### GIVEN TASK A
Before the saw thread and the listing, set down one passage of the thread word for word: begin at the words "We have 2 x" and stop after "units - Bollox.".
### GIVEN TASK B
Ahead of the saw thread and the listing, summarize the thread in three sentences.

### TEXT SECTION
## BEGIN

I did a lot of research before buying - belt driven Vs direct drive, Bosch, DeWalt, Makita etc etc...I can say you'll be hard pressed to smash a direct drive gearbox - i should know. A piece of Jarrah broke off and got caught in between the blade and guard causing an almightly jam and forcing the blade beyond the factory depth set screw and into (through) the aluminium arm. Freak accident, @@@@ my pants but the saw was ok-ish. Bought a new Bosch blade but had some extreme wobble, thought i had damaged the direct drive, saw out of warranty, turns out the new blade was crap. Bought a new Makita blade like the one that came with the saw and it was 100% as it was new. To say i was relieved is an understatement. 
In short, go Makita. You wont be disappointing. My philosophy when spending big bucks on tools is "your going to have it for life". $1000 over 30 + years (in my case) is nothing.

----------


## an3_bolt

...I dream of all these saws........had my little Elu for 14 years and it just will not die!!!

----------


## METRIX

> Sydney Tools have some good deals on Makita, including extra blades.

  We have 2 x Makita LS1016L, the one with the 4 slide rails, stupid reverse handle, and even stupider table locking mechanism [~11 months old], Accuracy 100%, Reliability 0% - pieces of garbage.
They have both had the electric brake fail, twice on one saw, Laser unit dead on one saw, and they both jam the safety guard upon lowering, then will all of a sudden drop like a brick !! 
Have contacted Makita about the problems and still waiting on a reply from 5 moths ago ! 
The also have problem with our Fein Dustex Vacs, using auto sense mode, the vac will turn on but will not turn off automatically, no other drop or slide saw we have does this, only the 1016L's. 
These saws are made in China and Sydney Tools assured us this was the TOP LINE saw and would be as reliable as the older units - Bollox. 
My mates have Japanese LS1013L, they flog them day after day and no problems, one also has Festool 10", nice saw but at over $150 for a blade not worth it [because they have a special 30mm arbour], but the laser failed on it after 3 years of continuous use, Festool replaced it for free, and sent the saw back to himm for free, excellent service but the saws are overpriced. 
We also have 2 Makita LS0714 [185mm], one Japanese - 18 moths old, and one Chinese - 3 months old, the Japanese has not missed a beat, the chinese has already busted the bearing which lifts the guards up, now the guard wont close all the way when raised ! 
Makita has definitely dropped their quality to compete with all the cheap Chinese brands out there, [Most of Makita is also Chinese anyway]
My guys prefer to use the old Htachi 12" belt drive we have instead of the Makita's because the Hitachi still works well, it is just too big and heavy. 
I will not buy any more Makita drop / compound saws unless they are Japanese, it's just not worth the hassle you get taking them to the service centre and being without you new saw for more then a week, while they source parts. 
I have heard good things about the BOSCH but don't own any so can't comment on them.

## END

### PROVIDED DATA
## BEGIN

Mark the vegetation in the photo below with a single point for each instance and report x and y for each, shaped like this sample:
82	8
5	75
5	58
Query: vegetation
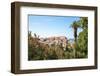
78	49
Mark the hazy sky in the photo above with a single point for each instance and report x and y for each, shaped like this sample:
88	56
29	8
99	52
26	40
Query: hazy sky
46	26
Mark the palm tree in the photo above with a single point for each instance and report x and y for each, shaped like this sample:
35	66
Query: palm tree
75	25
83	22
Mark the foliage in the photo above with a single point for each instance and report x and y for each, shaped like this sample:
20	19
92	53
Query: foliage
78	49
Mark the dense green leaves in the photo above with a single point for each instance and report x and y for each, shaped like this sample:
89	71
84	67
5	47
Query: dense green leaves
77	49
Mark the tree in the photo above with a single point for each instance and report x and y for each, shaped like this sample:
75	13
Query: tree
83	37
75	25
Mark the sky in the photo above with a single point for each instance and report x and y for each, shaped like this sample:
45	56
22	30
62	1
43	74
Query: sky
47	26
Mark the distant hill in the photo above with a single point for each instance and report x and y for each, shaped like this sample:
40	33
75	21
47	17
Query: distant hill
60	40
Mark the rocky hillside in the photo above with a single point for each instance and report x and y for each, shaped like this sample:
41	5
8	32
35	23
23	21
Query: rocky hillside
61	40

## END

### CORRECT ANSWER A
We have 2 x Makita LS1016L, the one with the 4 slide rails, stupid reverse handle, and even stupider table locking mechanism [~11 months old], Accuracy 100%, Reliability 0% - pieces of garbage.
They have both had the electric brake fail, twice on one saw, Laser unit dead on one saw, and they both jam the safety guard upon lowering, then will all of a sudden drop like a brick !! 
Have contacted Makita about the problems and still waiting on a reply from 5 moths ago ! 
The also have problem with our Fein Dustex Vacs, using auto sense mode, the vac will turn on but will not turn off automatically, no other drop or slide saw we have does this, only the 1016L's. 
These saws are made in China and Sydney Tools assured us this was the TOP LINE saw and would be as reliable as the older units - Bollox.

### CORRECT ANSWER B
One poster had a jam force a direct drive saw's blade through its aluminum arm, found the saw fine once a new Makita blade replaced a wobbly Bosch one, and recommends Makita as a tool to keep for life. Another has had a small Elu saw for 14 years that still runs. METRIX reports failed brakes, a dead laser, and jamming guards on two Chinese-made Makita LS1016L saws and a busted guard bearing on a Chinese LS0714, contrasts these with trouble-free Japanese-made units, and will buy only Japanese Makita drop or compound saws.